Your goal.
Take the lines below from the first through the one that contains "Target: **concrete sidewalk**" and copy them exactly.

Exercise data.

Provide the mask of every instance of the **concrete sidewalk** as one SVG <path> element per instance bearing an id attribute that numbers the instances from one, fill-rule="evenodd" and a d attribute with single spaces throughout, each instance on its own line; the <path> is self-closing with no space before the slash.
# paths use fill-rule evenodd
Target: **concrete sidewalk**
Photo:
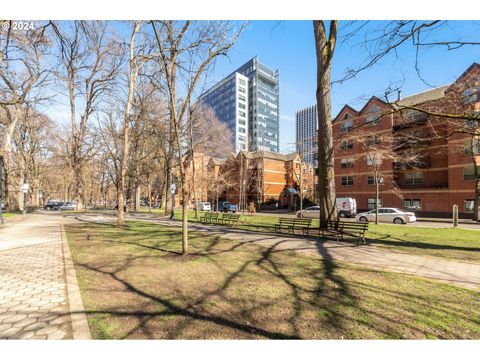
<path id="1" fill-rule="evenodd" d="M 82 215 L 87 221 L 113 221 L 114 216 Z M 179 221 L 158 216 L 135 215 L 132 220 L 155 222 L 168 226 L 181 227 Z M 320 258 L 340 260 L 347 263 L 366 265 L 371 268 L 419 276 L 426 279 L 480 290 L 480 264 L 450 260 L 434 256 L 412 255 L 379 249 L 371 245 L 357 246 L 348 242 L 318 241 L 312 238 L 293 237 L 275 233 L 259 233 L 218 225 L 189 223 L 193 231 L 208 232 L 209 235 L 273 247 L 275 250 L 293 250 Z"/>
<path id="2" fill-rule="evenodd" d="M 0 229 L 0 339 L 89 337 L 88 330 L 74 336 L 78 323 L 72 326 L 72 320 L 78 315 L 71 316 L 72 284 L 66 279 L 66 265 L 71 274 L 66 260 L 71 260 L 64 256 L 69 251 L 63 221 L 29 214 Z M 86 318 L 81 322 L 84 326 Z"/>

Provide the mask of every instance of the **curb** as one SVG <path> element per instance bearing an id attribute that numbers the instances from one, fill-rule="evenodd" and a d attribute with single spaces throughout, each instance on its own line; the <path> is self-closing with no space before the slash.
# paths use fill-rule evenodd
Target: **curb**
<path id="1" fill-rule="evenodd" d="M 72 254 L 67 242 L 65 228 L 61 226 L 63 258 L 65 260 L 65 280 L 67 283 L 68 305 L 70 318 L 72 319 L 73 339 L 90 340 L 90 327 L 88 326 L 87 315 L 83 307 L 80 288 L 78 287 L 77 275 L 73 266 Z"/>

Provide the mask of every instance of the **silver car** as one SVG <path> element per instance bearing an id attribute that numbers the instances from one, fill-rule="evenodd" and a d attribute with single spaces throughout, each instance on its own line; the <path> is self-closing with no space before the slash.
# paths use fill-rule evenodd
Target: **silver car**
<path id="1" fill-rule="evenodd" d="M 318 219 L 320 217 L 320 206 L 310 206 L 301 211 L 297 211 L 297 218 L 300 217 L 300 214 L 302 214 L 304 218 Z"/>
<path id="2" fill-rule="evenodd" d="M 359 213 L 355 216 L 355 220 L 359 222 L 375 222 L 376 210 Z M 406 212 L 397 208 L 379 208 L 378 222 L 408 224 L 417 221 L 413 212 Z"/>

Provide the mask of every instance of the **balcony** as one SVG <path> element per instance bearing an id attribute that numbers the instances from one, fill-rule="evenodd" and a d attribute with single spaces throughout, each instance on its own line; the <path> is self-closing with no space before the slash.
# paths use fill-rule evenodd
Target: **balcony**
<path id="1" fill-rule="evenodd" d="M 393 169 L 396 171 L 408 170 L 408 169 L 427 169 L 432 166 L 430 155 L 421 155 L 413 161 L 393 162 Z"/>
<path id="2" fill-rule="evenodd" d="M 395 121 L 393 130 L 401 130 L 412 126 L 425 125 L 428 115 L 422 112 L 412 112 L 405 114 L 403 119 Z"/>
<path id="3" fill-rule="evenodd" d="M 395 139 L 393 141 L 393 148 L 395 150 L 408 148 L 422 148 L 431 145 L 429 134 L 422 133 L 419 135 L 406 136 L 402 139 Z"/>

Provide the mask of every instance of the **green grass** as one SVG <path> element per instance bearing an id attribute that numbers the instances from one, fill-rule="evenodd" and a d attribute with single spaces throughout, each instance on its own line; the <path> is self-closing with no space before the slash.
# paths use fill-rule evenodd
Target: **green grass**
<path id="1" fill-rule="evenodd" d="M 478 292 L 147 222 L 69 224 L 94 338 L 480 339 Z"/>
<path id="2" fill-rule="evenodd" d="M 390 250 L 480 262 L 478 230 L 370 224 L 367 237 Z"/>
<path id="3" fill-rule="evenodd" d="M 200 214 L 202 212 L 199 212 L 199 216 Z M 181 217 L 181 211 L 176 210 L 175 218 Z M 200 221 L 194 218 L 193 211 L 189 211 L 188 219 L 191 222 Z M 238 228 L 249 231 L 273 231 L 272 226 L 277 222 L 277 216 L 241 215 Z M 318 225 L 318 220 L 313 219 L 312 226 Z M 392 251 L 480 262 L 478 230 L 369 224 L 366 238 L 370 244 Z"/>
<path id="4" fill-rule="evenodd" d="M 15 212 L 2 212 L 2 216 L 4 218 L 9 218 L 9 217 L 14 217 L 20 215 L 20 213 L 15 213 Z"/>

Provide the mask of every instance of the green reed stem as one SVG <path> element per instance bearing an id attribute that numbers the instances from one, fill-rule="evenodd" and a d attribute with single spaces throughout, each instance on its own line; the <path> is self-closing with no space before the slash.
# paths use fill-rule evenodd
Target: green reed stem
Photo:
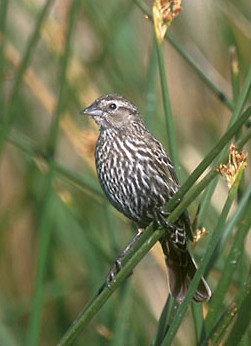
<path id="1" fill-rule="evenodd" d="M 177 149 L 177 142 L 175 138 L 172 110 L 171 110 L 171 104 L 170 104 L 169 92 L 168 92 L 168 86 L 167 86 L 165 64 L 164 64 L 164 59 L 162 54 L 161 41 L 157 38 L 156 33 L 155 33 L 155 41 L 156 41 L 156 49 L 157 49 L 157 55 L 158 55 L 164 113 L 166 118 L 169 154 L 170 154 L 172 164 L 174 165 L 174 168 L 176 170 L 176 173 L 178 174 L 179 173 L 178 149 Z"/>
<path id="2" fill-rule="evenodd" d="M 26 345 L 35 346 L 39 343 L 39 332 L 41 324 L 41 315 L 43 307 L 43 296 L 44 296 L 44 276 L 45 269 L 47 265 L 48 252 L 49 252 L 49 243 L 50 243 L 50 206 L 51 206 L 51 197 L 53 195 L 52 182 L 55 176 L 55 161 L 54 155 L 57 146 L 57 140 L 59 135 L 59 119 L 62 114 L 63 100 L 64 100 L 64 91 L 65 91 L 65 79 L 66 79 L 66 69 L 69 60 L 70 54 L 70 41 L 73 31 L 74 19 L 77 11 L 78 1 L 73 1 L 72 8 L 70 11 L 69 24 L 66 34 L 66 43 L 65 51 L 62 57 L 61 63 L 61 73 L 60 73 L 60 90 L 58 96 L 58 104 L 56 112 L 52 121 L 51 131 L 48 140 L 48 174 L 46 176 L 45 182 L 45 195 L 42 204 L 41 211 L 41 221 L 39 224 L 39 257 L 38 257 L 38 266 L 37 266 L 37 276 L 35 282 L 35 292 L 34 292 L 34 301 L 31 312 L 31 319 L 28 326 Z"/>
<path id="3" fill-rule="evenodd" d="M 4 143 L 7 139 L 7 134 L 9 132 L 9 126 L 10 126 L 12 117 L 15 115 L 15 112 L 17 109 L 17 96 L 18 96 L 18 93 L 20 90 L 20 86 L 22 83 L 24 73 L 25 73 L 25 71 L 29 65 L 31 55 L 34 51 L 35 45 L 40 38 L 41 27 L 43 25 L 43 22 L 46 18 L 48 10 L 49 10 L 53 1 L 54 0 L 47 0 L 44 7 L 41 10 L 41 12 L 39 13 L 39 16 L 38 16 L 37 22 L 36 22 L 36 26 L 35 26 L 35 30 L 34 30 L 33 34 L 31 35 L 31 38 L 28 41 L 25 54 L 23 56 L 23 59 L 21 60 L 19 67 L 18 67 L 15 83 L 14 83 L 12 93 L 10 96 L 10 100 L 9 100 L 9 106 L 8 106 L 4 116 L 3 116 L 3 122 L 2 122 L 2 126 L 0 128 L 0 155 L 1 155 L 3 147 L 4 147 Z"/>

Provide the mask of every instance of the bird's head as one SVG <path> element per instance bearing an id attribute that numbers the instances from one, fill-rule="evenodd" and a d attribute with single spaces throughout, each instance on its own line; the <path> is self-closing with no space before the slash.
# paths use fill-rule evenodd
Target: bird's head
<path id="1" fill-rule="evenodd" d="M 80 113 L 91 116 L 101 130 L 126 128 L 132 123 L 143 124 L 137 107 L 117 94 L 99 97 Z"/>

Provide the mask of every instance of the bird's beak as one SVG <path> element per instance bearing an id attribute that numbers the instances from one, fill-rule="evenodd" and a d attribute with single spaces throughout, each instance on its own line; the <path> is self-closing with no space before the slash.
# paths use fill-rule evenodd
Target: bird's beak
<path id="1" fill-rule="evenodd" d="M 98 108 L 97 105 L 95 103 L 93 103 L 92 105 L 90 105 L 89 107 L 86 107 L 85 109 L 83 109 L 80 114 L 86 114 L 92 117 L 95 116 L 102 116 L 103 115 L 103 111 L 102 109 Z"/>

Response to the task.
Provide the mask of every instance of the **concrete sidewalk** as one SVG <path> element per instance bearing an id attribute that numbers the instances from one, fill-rule="evenodd" and a d attribute with single spaces throughout, each instance on its own line; the <path> is self-closing with no space before the slash.
# paths use fill-rule evenodd
Target: **concrete sidewalk**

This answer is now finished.